→ **What you need to do**
Print the entries in full, word for word, but not the pictures.

→ **Provided records**
━━━━━━━━━━━━━━━━━━━━━━━━━━━━━━

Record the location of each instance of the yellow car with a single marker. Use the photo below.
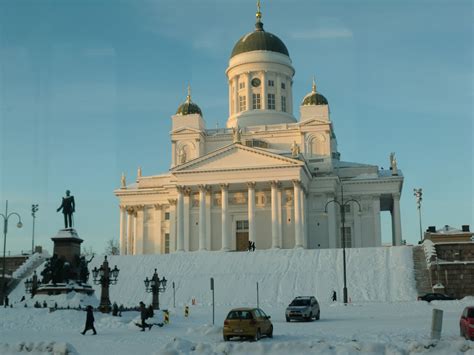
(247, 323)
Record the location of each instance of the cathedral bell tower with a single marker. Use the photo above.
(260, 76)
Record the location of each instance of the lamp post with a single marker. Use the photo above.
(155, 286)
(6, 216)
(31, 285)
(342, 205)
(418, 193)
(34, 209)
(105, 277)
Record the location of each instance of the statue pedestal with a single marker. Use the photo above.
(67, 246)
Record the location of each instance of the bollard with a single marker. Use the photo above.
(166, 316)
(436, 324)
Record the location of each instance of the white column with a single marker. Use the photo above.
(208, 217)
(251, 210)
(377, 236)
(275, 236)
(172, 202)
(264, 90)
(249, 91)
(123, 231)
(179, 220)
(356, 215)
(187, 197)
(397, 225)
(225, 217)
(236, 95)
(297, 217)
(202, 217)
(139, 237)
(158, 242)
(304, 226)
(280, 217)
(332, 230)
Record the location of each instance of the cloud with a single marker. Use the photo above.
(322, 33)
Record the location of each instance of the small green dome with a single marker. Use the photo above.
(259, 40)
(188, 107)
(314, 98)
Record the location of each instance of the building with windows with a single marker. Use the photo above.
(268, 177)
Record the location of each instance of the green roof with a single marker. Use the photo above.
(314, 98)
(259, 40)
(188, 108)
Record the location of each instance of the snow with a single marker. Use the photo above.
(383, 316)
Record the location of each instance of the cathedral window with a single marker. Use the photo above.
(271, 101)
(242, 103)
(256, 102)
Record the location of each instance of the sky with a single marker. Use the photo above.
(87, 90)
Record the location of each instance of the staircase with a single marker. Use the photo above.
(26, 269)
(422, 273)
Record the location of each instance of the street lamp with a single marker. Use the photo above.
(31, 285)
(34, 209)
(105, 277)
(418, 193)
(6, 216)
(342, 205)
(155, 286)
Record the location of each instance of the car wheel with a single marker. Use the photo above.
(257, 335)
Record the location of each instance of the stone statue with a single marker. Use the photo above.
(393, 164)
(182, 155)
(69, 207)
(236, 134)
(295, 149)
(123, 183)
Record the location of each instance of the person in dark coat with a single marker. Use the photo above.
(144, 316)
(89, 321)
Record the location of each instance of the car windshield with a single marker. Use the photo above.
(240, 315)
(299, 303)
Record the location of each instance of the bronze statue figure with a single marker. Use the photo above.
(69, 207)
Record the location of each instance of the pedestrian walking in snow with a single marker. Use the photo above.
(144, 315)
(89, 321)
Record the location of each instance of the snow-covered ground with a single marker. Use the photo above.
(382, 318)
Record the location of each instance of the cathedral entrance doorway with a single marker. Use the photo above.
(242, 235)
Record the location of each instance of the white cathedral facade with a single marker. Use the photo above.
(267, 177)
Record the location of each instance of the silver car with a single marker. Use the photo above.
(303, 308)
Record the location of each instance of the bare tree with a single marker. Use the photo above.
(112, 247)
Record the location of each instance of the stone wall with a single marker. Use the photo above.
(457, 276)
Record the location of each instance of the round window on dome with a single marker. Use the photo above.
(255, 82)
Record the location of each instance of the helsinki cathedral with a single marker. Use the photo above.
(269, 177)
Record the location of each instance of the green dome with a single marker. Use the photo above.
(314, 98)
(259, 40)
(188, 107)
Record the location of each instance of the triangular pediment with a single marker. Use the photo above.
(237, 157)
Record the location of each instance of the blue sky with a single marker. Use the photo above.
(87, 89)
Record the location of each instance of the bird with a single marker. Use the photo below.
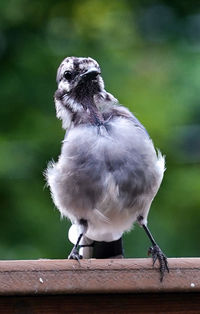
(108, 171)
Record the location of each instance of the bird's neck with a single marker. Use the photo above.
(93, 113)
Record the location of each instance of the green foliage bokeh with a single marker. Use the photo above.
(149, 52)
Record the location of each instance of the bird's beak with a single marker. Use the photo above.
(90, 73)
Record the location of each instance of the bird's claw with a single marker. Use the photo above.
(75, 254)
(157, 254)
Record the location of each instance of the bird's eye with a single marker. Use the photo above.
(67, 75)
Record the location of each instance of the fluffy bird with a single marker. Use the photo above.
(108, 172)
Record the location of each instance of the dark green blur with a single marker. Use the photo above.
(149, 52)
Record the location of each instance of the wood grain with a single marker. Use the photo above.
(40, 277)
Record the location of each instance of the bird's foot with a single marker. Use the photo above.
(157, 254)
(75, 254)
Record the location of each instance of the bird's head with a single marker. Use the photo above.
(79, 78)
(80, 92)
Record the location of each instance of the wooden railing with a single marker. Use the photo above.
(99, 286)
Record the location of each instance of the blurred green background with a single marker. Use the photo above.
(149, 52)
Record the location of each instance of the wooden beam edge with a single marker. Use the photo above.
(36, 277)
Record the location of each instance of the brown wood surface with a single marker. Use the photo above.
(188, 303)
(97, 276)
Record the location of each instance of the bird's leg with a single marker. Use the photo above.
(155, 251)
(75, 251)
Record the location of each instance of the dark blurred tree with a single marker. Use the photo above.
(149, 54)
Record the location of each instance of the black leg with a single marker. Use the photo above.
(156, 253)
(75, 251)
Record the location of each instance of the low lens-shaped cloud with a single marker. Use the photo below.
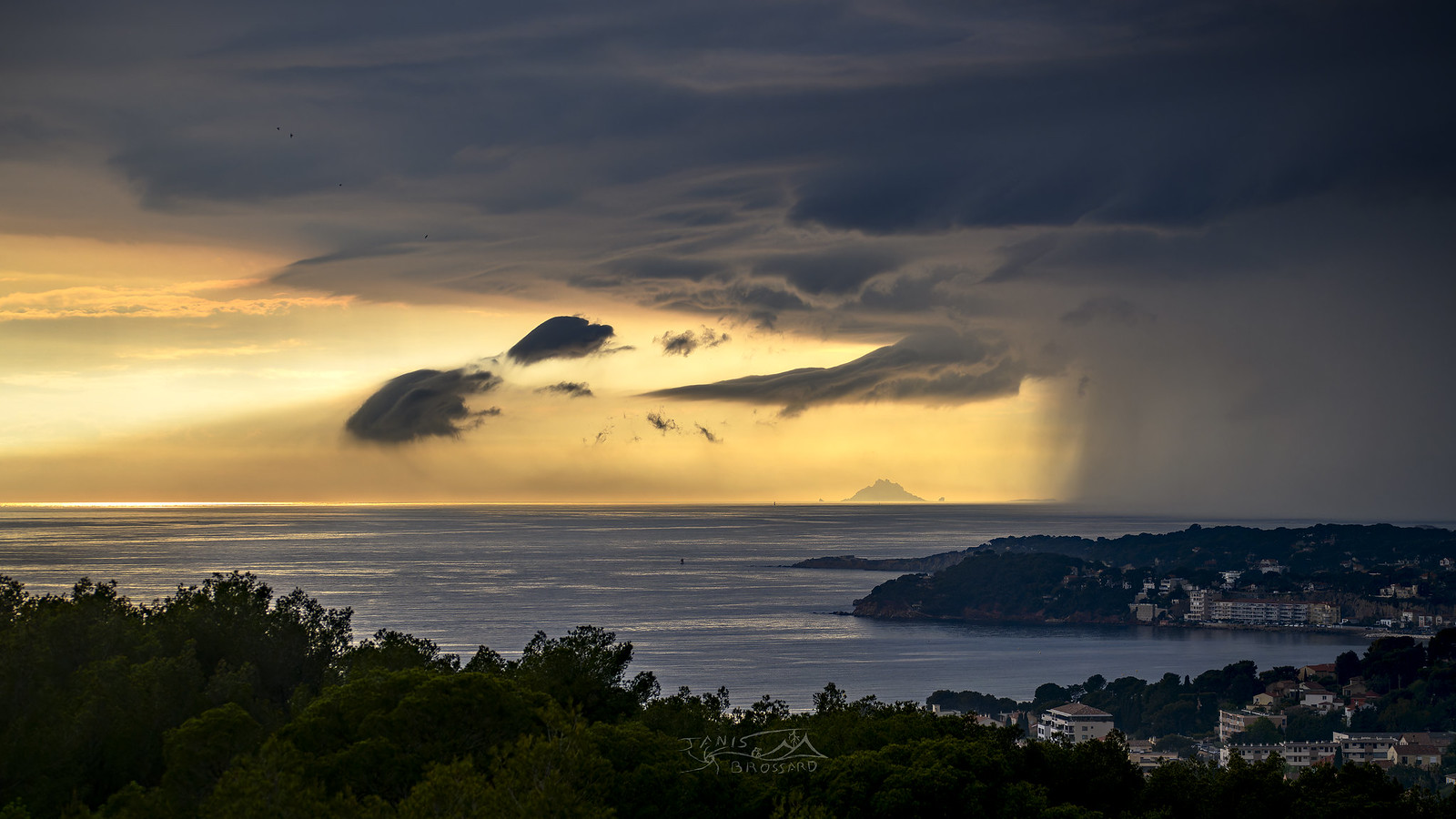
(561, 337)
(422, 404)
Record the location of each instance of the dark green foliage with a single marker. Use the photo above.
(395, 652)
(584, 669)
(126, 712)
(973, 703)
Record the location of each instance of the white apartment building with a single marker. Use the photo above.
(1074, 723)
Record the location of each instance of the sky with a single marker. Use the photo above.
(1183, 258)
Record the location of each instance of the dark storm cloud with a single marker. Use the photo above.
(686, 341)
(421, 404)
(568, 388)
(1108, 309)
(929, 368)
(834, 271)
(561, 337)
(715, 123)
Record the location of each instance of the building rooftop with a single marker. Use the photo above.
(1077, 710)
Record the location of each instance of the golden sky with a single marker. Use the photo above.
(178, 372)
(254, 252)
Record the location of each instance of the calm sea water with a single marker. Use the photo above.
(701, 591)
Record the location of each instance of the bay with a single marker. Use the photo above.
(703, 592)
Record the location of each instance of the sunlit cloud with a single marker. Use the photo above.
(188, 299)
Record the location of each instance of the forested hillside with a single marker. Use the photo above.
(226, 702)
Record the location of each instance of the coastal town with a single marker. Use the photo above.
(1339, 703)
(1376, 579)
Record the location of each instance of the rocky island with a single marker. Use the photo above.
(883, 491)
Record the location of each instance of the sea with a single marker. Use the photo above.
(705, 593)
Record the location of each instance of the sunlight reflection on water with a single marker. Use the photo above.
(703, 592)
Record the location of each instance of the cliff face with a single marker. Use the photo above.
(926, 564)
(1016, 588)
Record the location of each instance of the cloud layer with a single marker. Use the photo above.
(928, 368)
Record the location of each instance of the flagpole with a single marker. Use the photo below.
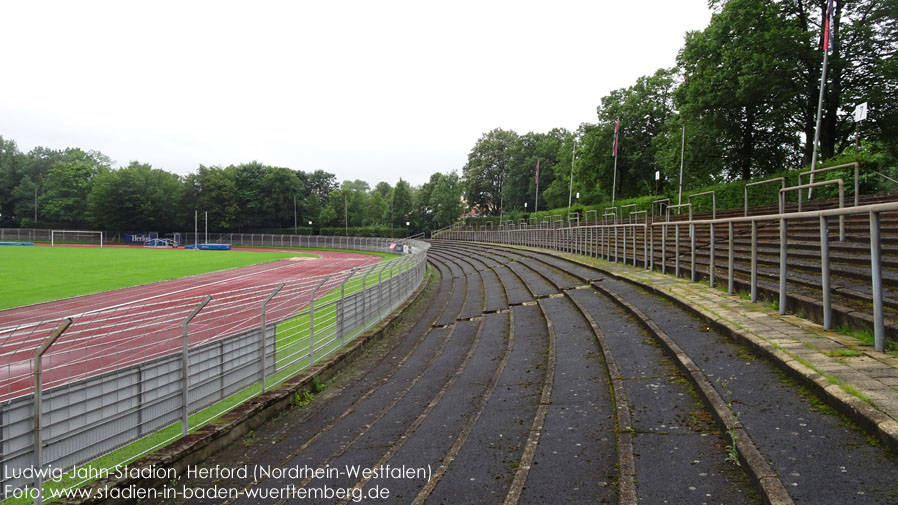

━━━━━━━━━━━━━━━━━━━━━━━━━━━━━━

→ **Correct answer**
Record the location of each instance of the yellow car with a single marker. Use the photo below.
(247, 323)
Record the location of each instance of the cathedral bell tower with a single marker. Use the photo above.
(260, 76)
Record the location of each instance of the lamp post with a single marker. Use the photo above.
(155, 286)
(6, 216)
(31, 285)
(342, 205)
(418, 193)
(34, 209)
(105, 277)
Record the location of each instance of the statue pedestal with a single marker. Use the photo above.
(67, 246)
Record the location of each instance of the bollard with a single marker. Use the photo above.
(166, 316)
(436, 324)
Record the location of each instance of the white column with a single marker. Use the photo above.
(208, 217)
(251, 210)
(377, 236)
(275, 236)
(172, 202)
(264, 90)
(249, 91)
(123, 231)
(179, 220)
(356, 215)
(187, 197)
(397, 225)
(225, 217)
(236, 95)
(297, 217)
(202, 217)
(139, 237)
(158, 242)
(304, 226)
(280, 217)
(332, 230)
Record the location of each instance of the cloud with a single marker. Use the photo above.
(322, 33)
Record the location of each instance of the small green dome with a single marker. Use the photo above.
(259, 40)
(188, 107)
(314, 98)
Record the location of each instance of the building with windows with a single marker. Use the photo above.
(268, 177)
Record the location of each instance of the green roof with a single marker. Use the photo above.
(314, 98)
(259, 40)
(188, 108)
Record the location of each instance of the snow with a single marker. Use the photo above.
(383, 316)
Record the location of each instance of the cathedral window with a single marker. Use the photo above.
(271, 101)
(242, 103)
(256, 102)
Record the location of each instance of the sky with a single marker. Use the photo above.
(87, 90)
Record the location of each instance of the staircase with a single marker. Use the photo above.
(26, 269)
(422, 273)
Record the location of each instance of the street lamp with a single marker. Use the photo above.
(31, 285)
(34, 209)
(105, 277)
(418, 193)
(6, 216)
(342, 205)
(155, 286)
Record the location of each instance of the car wheel with a single marker. Use the photo above.
(257, 335)
Record the location of each instance of the stone statue with a single marker. Use the photo above.
(393, 164)
(182, 155)
(69, 207)
(236, 134)
(295, 149)
(123, 183)
Record the location of each instance of the person in dark coat with a single marker. Use the photo above.
(144, 316)
(89, 321)
Record the location of each instance of the car windshield with a single marker. Use the photo above.
(240, 315)
(299, 303)
Record the location of each instance of the bronze statue figure with a single marker. Use the photo above.
(69, 207)
Record the location of each instance of the pedestrian walking in snow with a single marker. Use the photo above.
(144, 315)
(89, 321)
Record the location of each instance of the snow-covered ground with a single marker. Use the photo above.
(382, 318)
Record the location of each instance of the cathedral entrance doorway with a single marker. Use the photo above.
(242, 235)
Record the location of each instance of the white cathedral facade with a single marker. Use the photo above.
(267, 177)
Record the location of each instance of the silver car with a single marker. Use the photo above.
(303, 308)
Record the location of each instance of the bare tree with a single marker. Use the photo above.
(112, 247)
Record the location of each instance of the stone wall with a single marker. Use the photo above.
(457, 276)
Record the location of each instance of the round window on dome with a single marker. Use the photo above.
(255, 82)
Record the location of each instance of the helsinki cathedral with a single marker. Use the photo above.
(269, 177)
Record the location of each instance of the green dome with a single marker. Use the photo above.
(314, 98)
(259, 40)
(188, 107)
Record the location of each instance of the triangular pediment with a single marker. Use the photo above.
(237, 157)
Record the location of each instance of the blue sky with a single marker. Use the photo above.
(87, 89)
Record the location of each instance of the bird with a single marker. Use the photo below.
(108, 171)
Record the location of each instance of the bird's neck with a single marker. Use the photo above.
(93, 113)
Record the location of each instance of the green foliage bokeh with a single marker. Use the photo above.
(149, 52)
Record the location of each instance of the bird's beak with a single marker. Use the photo above.
(90, 73)
Record the location of each instance of the bird's claw with a single marker. Use the photo above.
(75, 254)
(157, 254)
Record the location of each instance of the bird's eye with a single marker. Use the photo above.
(67, 75)
Record the location of each instance of the fluffy bird with a single marker. Use the photo above.
(108, 172)
Record the location of each instance of the dark green blur with a single marker. Use the photo above.
(149, 52)
Record the location of each instance of the wood grain with a single marker. Use the photo above.
(40, 277)
Record the location of each instance of the bird's foot with a single marker. Use the photo above.
(157, 254)
(75, 254)
Record the location of each instance of the bird's head with a single marker. Use the photo above.
(79, 78)
(80, 92)
Record the location of each instance of the wooden railing with a single marker. Use the photo above.
(99, 286)
Record the location of each instance of the blurred green background with a single marker. Use the photo above.
(149, 52)
Record the location of each instance of the wooden beam edge with a single marker. Use the photo above.
(36, 277)
Record the location of each instance of the brown wood surface with a single marker. Use the photo above.
(188, 303)
(97, 276)
Record the location of each instance of the bird's leg with a single marker. Use the photo above.
(155, 251)
(75, 251)
Record the location of each instance of the dark blurred tree with a single marker. Use the photo above.
(149, 54)
Record the location of each instance of the black leg with a single marker. Use the photo above.
(156, 253)
(75, 251)
Record the location of each instance of the low lens-shaped cloud with a single marker. Use the photo below.
(561, 337)
(422, 404)
Record the location of each instance of the dark green foliage with a single marker. Use the photo above.
(395, 652)
(584, 669)
(126, 712)
(973, 703)
Record the location of each instance of the white apartment building with a single marker. Use the photo above.
(1074, 723)
Record the location of each instance of the sky with a single marker. Use the photo above.
(1183, 258)
Record the location of each instance of the dark storm cloud with a single marker. Use the photo above.
(686, 341)
(421, 404)
(568, 388)
(1108, 309)
(929, 368)
(834, 271)
(561, 337)
(715, 123)
Record the location of each instance of the building rooftop with a single marker. Use the photo above.
(1077, 710)
Record the location of each instance of the golden sky with a single marker. Use the photo above.
(178, 372)
(254, 252)
Record the location of each instance of the calm sea water with a single marker. Use the photo above.
(701, 591)
Record the location of each instance of the bay with a single marker. Use the photo above.
(703, 592)
Record the location of each instance of the sunlit cloud with a single marker. Use the photo above.
(188, 299)
Record the location of each instance of the forested hillside with a single marker. Use the photo above.
(226, 702)
Record the location of each instance of the coastal town with a single marker. Use the photo above.
(1339, 703)
(1376, 579)
Record the location of each instance of the rocky island with a single marker. Use the photo above.
(883, 491)
Record the location of each instance of the sea with a single marker. Use the photo above.
(705, 593)
Record the location of each instance of the sunlight reflection on water with a single marker. Use the photo above.
(703, 592)
Record the location of each instance of the cliff face with a single marker. Use the photo above.
(926, 564)
(1016, 588)
Record the location of each instance of the cloud layer with a single marker. Use the photo above.
(928, 368)
Record the location of each instance of the flagpole with a single marker. Use the photo below.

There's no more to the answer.